---- DOCUMENT TEXT
Sodium alginate was purchased from Loba Chemie, India. Calcium chloride, nickel (II) nitrate hexahydrate, zinc nitrate hexahydrate, copper nitrate hexahydrate, silver nitrate, aniline, acetic acid, ethanol, ethylacetate, 1-butanol, n-hexanol, 1-butyl acetate, and benzyl alcohol were procured from Merck India Ltd., India. Acetanilide,1-phenyl ethanol, 1-phenylethyl acetate, and benzyl acetate were purched from Sigma Aldrich, India. Double distilled water was used for sample preparation.

2.2 Characterization

Agnp-MAs were characterized by X ray Diffraction (XRD), UV–Vis spectra, High Resolution Transmission Electron Microscopy (HRTEM), Field Emission Scanning Electron Microscope (FESEM), Fourier-Transform Infrared Spectroscopy (FTIR), NH3- Temperature Programmed Desorption (TPD) analysis and Thermo-Gravimetric Analysis (TGA). The analytical results are elucidated with illustrations. SHIMDZUUV 1800 UV–Vis spectrophotometer of range 200–1100 nm, are used to obtain electronic spectra. XRD is performed on X’pert3 Powder, Panalytical, Netherlands. HRTEM and selected area electron diffraction (SAED) is conducted on HRTEM, JEM-2100F, JEOL, Japan. A slice of bead was placed on a copper grid and vacuum dried for HRTEM analysis. Thermo gravimetric analysis (TGA) is done on Thermo gravimetric analyser (Q50, TA Instruments). FESEM is performed on JSM-7610F, JEOL Japan. FTIR analysis is perform on Perkin Elmer Spectrum 100 in the spectrum range of 400–4000 cm−1. NH3-TPD analysis is performed on Chembet-3000 TPR/TPD.Gas chromatography (Perkin Elmer Clarus 480 with DB5, capillary column) was used to monitor the progress of all the reactions by reaction sample analysis and the conversion was estimated.
--------
(TASK SET)
a) List every chemical the methods text says was purchased from Sigma Aldrich, India.
b) According to the methods text, what spectrum range was used for the FTIR analysis?
The records are not needed for anything here.
---- EXTRACTED INFORMATION
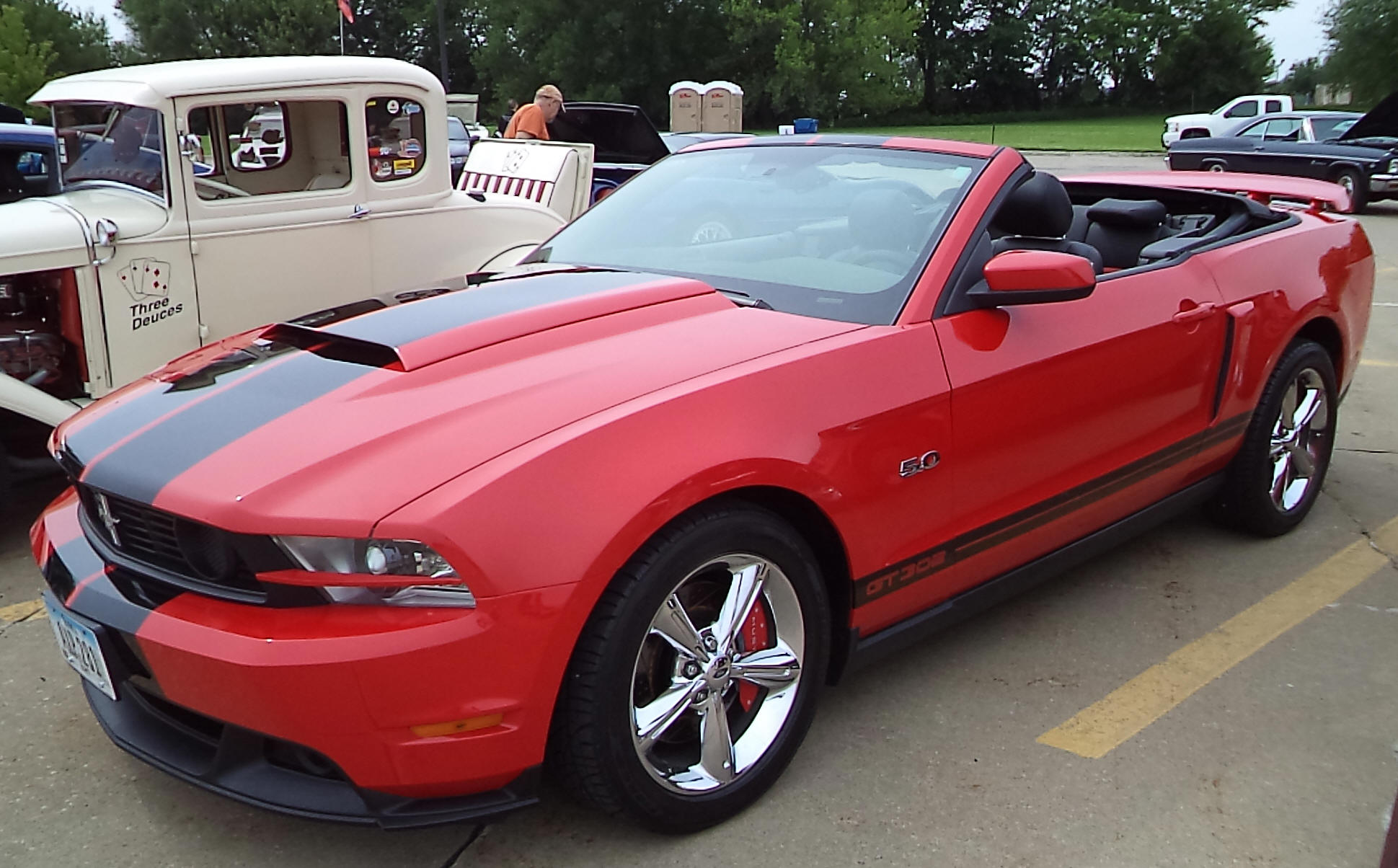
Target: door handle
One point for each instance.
(1194, 314)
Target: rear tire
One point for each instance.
(681, 740)
(1278, 473)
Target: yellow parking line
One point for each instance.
(1140, 702)
(20, 611)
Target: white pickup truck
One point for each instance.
(1229, 114)
(162, 239)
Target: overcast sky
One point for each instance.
(1296, 32)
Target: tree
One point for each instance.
(177, 30)
(1215, 58)
(80, 40)
(24, 63)
(1304, 77)
(826, 58)
(627, 50)
(1363, 38)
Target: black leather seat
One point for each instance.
(1120, 228)
(1038, 216)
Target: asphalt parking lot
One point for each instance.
(1195, 698)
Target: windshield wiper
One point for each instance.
(743, 299)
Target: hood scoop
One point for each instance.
(412, 336)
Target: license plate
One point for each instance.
(79, 646)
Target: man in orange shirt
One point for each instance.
(531, 120)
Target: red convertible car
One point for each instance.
(624, 510)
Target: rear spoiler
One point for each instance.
(1317, 195)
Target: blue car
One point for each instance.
(28, 161)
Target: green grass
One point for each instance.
(1138, 133)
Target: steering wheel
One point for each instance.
(884, 260)
(218, 186)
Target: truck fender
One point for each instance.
(32, 403)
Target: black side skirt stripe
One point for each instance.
(988, 536)
(869, 649)
(143, 466)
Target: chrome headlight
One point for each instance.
(389, 572)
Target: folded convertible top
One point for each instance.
(1319, 195)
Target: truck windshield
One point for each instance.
(110, 141)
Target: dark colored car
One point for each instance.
(459, 144)
(624, 137)
(1356, 151)
(678, 141)
(28, 161)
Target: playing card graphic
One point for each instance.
(154, 275)
(146, 278)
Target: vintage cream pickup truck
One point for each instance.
(168, 235)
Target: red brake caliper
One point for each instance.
(756, 637)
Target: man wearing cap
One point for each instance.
(531, 120)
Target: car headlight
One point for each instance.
(388, 572)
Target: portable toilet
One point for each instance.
(684, 107)
(722, 108)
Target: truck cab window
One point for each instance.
(111, 143)
(260, 149)
(397, 137)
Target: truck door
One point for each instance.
(275, 196)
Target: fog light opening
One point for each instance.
(456, 727)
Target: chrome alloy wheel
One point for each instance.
(1298, 439)
(717, 674)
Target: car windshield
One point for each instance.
(836, 232)
(25, 169)
(1331, 128)
(110, 141)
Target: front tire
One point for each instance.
(1353, 183)
(1278, 473)
(698, 673)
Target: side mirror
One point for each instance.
(1031, 277)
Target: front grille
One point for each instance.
(147, 534)
(157, 555)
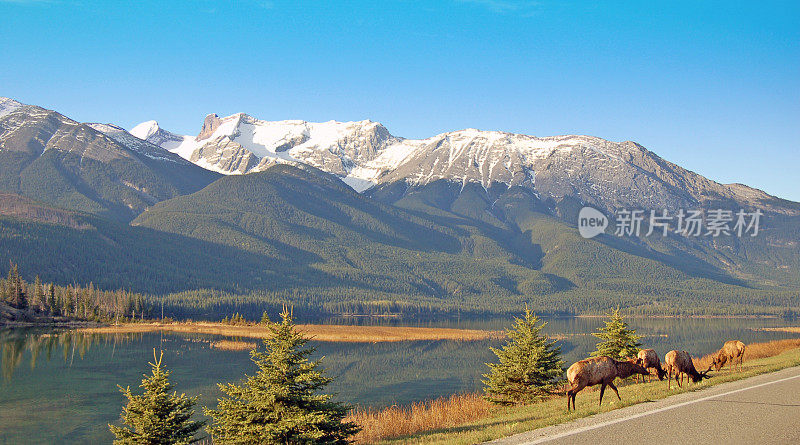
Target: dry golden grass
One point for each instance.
(397, 421)
(336, 333)
(394, 422)
(792, 329)
(754, 351)
(232, 345)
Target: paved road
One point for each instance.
(760, 410)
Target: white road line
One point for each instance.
(647, 413)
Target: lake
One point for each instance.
(61, 387)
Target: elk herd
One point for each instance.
(604, 370)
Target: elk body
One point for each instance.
(648, 359)
(681, 363)
(732, 351)
(599, 371)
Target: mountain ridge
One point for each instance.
(365, 155)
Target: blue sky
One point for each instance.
(712, 86)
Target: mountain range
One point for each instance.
(345, 211)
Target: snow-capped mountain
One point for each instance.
(243, 144)
(96, 168)
(8, 106)
(364, 154)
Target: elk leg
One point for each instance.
(602, 390)
(569, 397)
(615, 389)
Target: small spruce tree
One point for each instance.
(156, 416)
(618, 341)
(529, 367)
(281, 403)
(265, 318)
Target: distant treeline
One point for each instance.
(209, 304)
(699, 298)
(71, 301)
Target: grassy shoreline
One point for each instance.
(327, 333)
(467, 418)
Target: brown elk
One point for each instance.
(649, 360)
(681, 363)
(732, 351)
(599, 370)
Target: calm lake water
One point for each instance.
(61, 387)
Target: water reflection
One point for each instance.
(61, 386)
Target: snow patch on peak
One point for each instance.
(8, 106)
(145, 129)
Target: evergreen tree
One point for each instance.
(281, 403)
(618, 340)
(530, 364)
(38, 295)
(156, 416)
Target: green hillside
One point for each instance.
(50, 158)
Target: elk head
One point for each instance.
(702, 375)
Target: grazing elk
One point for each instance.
(732, 351)
(599, 370)
(649, 360)
(681, 363)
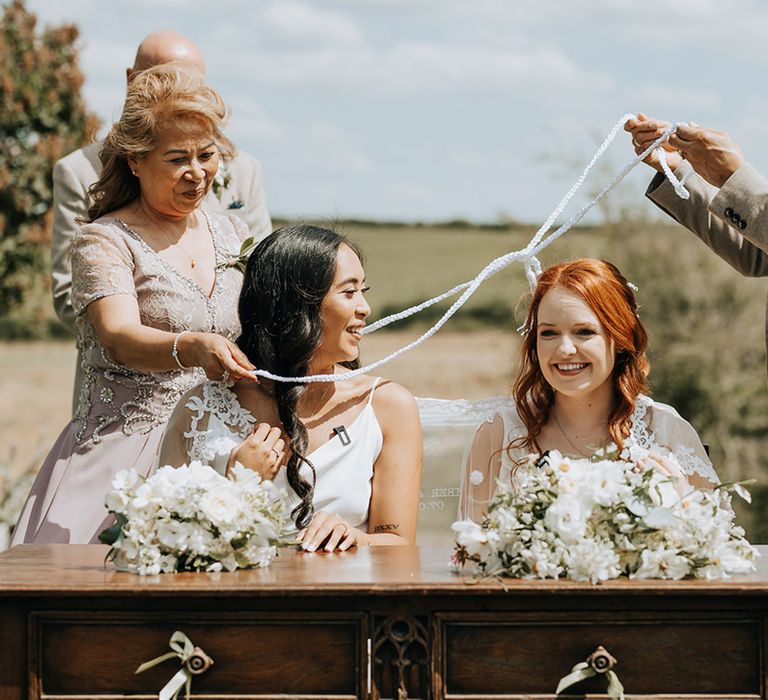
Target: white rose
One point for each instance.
(470, 536)
(662, 563)
(567, 517)
(116, 501)
(221, 504)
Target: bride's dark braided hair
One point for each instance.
(286, 279)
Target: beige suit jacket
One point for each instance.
(732, 221)
(75, 173)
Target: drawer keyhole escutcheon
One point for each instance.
(599, 662)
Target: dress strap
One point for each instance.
(373, 388)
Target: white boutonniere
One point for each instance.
(221, 181)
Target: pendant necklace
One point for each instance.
(565, 435)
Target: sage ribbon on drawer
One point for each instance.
(193, 660)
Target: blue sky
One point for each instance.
(435, 109)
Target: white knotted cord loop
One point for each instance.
(526, 255)
(532, 271)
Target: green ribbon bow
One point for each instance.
(584, 670)
(193, 661)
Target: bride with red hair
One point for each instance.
(583, 385)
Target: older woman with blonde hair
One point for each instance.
(155, 292)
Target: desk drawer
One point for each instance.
(488, 655)
(96, 654)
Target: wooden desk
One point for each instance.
(71, 628)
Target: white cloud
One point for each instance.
(303, 23)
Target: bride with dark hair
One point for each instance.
(349, 453)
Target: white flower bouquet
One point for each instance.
(193, 519)
(600, 518)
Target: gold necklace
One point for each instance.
(193, 256)
(567, 439)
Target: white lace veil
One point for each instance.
(466, 451)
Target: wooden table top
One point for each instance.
(79, 569)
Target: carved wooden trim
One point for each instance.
(400, 657)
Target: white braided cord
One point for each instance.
(526, 255)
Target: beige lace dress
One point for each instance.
(122, 412)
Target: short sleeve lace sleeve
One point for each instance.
(241, 228)
(177, 443)
(671, 431)
(102, 265)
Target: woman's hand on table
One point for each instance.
(218, 357)
(329, 532)
(262, 451)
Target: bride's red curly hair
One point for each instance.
(606, 292)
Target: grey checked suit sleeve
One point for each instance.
(250, 184)
(715, 215)
(69, 197)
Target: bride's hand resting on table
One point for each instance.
(330, 531)
(262, 451)
(217, 356)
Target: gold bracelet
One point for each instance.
(175, 351)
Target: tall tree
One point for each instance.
(42, 118)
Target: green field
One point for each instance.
(705, 321)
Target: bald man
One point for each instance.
(241, 192)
--------
(PER-TASK ANSWERS)
a) Acetanilide, 1-phenyl ethanol, 1-phenylethyl acetate, and benzyl acetate

b) 400–4000 cm−1